- **What is expected**: Swap "high-resolution" for "full-resolution" in everything from the start of the material down to the line containing "box: [334, 0, 491, 328]", and give those lines back with nothing else changed and the pictures left out.
• • •
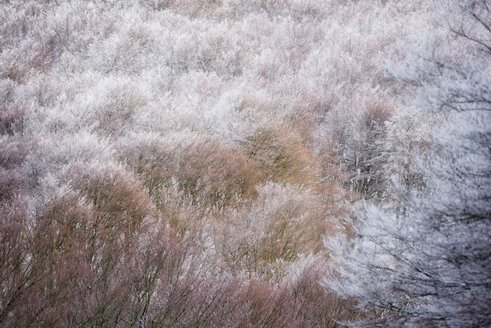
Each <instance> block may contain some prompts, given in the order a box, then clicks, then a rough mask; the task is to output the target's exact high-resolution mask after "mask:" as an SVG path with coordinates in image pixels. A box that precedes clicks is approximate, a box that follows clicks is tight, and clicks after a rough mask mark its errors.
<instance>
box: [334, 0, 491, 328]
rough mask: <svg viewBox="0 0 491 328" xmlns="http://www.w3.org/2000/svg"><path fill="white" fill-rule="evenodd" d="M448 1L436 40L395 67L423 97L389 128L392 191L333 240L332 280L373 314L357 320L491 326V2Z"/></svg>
mask: <svg viewBox="0 0 491 328" xmlns="http://www.w3.org/2000/svg"><path fill="white" fill-rule="evenodd" d="M440 9H442V11H439V12H438V14H439V15H440V14H441V13H443V14H444V15H441V16H438V17H439V18H440V19H439V21H440V22H444V24H443V25H444V26H442V28H441V29H437V30H436V31H435V34H436V37H435V38H434V39H431V38H430V37H429V36H427V37H426V38H425V39H424V40H422V42H424V43H425V46H424V47H422V50H419V51H417V52H416V53H415V54H414V55H408V57H407V59H406V63H407V65H406V67H404V68H403V69H402V70H399V71H397V72H396V70H394V72H396V73H397V75H398V76H399V77H400V78H402V79H404V81H406V82H408V83H409V84H410V85H411V88H413V87H414V86H416V95H417V96H416V97H412V98H413V100H412V101H411V103H410V107H413V108H415V109H414V110H413V111H410V113H411V116H412V117H411V120H410V121H409V122H408V121H403V120H404V119H405V118H407V117H408V116H407V115H400V116H397V117H395V118H393V119H392V122H391V123H389V124H387V127H388V135H389V138H388V139H387V141H386V144H385V146H384V147H385V152H386V156H387V157H386V158H387V162H386V164H385V166H386V170H385V172H386V188H387V195H386V196H385V197H382V199H379V200H378V201H377V202H375V201H373V202H370V203H367V202H365V203H363V204H361V205H360V207H359V209H358V211H357V213H358V215H357V219H356V221H354V223H353V230H354V236H353V237H352V238H349V239H337V240H334V239H328V240H327V241H326V243H327V245H328V247H329V248H330V249H331V251H332V252H333V256H334V260H335V262H337V264H338V265H335V266H333V268H336V270H335V272H332V273H331V275H330V276H329V277H327V278H326V280H325V283H326V285H327V286H328V287H330V288H332V289H334V290H336V291H337V292H338V293H339V294H341V295H344V296H345V297H349V298H355V299H357V300H358V303H357V305H358V306H359V308H361V309H363V310H365V311H366V312H367V315H366V318H365V320H364V321H360V322H355V323H352V324H353V325H354V326H370V327H372V326H406V327H414V326H417V327H421V326H425V327H433V326H437V327H487V326H490V325H491V310H490V309H491V292H490V290H491V270H490V268H491V248H490V240H491V201H490V200H491V188H490V186H491V147H490V145H491V97H490V96H491V91H490V86H491V80H490V76H491V74H490V73H491V53H490V51H489V49H490V47H489V46H490V40H491V30H490V26H491V14H490V6H489V3H488V1H486V0H482V1H458V2H456V3H455V4H452V5H448V4H447V5H446V6H443V7H442V8H440ZM442 17H443V18H442ZM448 27H450V29H448ZM444 28H445V29H444ZM446 31H448V33H447V32H446ZM431 40H434V41H431ZM430 41H431V42H430ZM413 90H414V89H413ZM408 107H409V106H408ZM398 120H399V121H398ZM397 135H398V136H397Z"/></svg>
• • •
- **Output of the exercise**:
Each <instance> block may contain some prompts, given in the order a box, then clicks, then a rough mask; the task is to output the target's exact full-resolution mask after "mask:" as an SVG path with coordinates in image pixels. A box that precedes clicks is approximate, a box that follows clicks is tight, and clicks after a rough mask mark its errors.
<instance>
box: [334, 0, 491, 328]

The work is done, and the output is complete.